**Photo-based referring expression data:**
------------------------------------------------------------------------
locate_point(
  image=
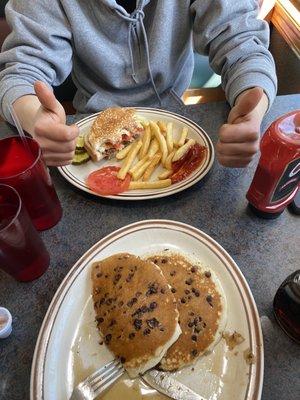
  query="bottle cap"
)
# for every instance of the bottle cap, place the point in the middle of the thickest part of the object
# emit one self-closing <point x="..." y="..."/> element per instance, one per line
<point x="5" y="323"/>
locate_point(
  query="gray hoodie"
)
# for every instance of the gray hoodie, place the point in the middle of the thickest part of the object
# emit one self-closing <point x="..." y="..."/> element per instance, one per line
<point x="137" y="59"/>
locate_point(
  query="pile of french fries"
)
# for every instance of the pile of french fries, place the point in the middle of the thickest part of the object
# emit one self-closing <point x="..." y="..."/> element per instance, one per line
<point x="157" y="147"/>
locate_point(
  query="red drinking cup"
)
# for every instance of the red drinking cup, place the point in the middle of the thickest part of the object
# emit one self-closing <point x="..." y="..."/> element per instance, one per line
<point x="22" y="252"/>
<point x="23" y="168"/>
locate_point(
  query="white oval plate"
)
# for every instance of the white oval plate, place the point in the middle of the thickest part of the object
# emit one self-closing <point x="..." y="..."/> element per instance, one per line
<point x="77" y="174"/>
<point x="68" y="349"/>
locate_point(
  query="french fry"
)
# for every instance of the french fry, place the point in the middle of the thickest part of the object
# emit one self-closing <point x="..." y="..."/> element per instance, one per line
<point x="161" y="140"/>
<point x="162" y="126"/>
<point x="151" y="167"/>
<point x="143" y="121"/>
<point x="123" y="153"/>
<point x="165" y="174"/>
<point x="146" y="142"/>
<point x="169" y="137"/>
<point x="183" y="136"/>
<point x="140" y="171"/>
<point x="150" y="185"/>
<point x="129" y="159"/>
<point x="138" y="165"/>
<point x="183" y="149"/>
<point x="168" y="163"/>
<point x="153" y="149"/>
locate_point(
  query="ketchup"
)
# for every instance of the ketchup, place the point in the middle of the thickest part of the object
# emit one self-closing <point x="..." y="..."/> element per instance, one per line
<point x="188" y="163"/>
<point x="277" y="177"/>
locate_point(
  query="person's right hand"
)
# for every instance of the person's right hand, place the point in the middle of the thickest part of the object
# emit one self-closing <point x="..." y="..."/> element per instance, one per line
<point x="57" y="140"/>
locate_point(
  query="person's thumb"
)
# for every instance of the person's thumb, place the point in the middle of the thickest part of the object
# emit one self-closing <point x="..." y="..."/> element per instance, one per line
<point x="46" y="97"/>
<point x="245" y="104"/>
------------------------------------------------------------------------
**Your instructions:** Would you write out each record above exactly, with no images?

**Task output:**
locate_point(
  image=
  query="bottle cap"
)
# for every instance of the bottle cap, place the point in the middle of the thickest part of the object
# emit one self-closing <point x="..." y="..."/> element per instance, one per line
<point x="5" y="323"/>
locate_point(
  query="gray hoodie"
)
# for every instance of the gray hoodie, place the point in the middle of the thickest part of the object
# emit one self-closing <point x="..." y="..."/> element per instance, one per line
<point x="137" y="59"/>
locate_point(
  query="pile of french fries"
)
# for every instance of the pile of french fries, place the point in the middle of the thickest part of the object
# emit one self-closing <point x="..." y="..."/> element per instance, one per line
<point x="157" y="147"/>
locate_point(
  query="red drinking cup"
)
# for every instance of the red drinking cup, place the point in the middle of the thickest part of the object
# emit one self-closing <point x="..." y="..."/> element per instance, one per line
<point x="22" y="252"/>
<point x="23" y="168"/>
locate_point(
  query="white oval plate"
)
# for every instance of the white oval plate, place the point in the middle of the thickest part of the object
# emit one self-closing <point x="..." y="..."/> element per instance, one per line
<point x="77" y="174"/>
<point x="68" y="349"/>
locate_point(
  query="french fry"
)
# for every instance of the french fry, place the point in the middle of the thickest part of the object
# emit one self-closing <point x="..." y="..."/> element per instance, one per line
<point x="161" y="140"/>
<point x="162" y="126"/>
<point x="151" y="167"/>
<point x="143" y="121"/>
<point x="123" y="153"/>
<point x="165" y="174"/>
<point x="146" y="142"/>
<point x="169" y="137"/>
<point x="183" y="136"/>
<point x="140" y="171"/>
<point x="150" y="185"/>
<point x="129" y="159"/>
<point x="138" y="165"/>
<point x="183" y="149"/>
<point x="168" y="163"/>
<point x="153" y="149"/>
locate_point(
  query="ketchup"
)
# for every instance of the ketchup, place the point in the middle of the thickest part of the object
# emit one self-closing <point x="..." y="..."/> element per instance, one per line
<point x="188" y="163"/>
<point x="277" y="177"/>
locate_point(
  query="person's right hand"
)
# for every instance of the person's right hand, place the point in the middle of the thickest part of the object
# emit one self-closing <point x="..." y="..."/> element per instance, one per line
<point x="57" y="140"/>
locate_point(
  query="person's thumb"
)
# for every instance of the person's thumb, place the point in the middle of the thickest part of the object
# emit one self-closing <point x="..." y="..."/> element per instance, one per line
<point x="46" y="97"/>
<point x="245" y="104"/>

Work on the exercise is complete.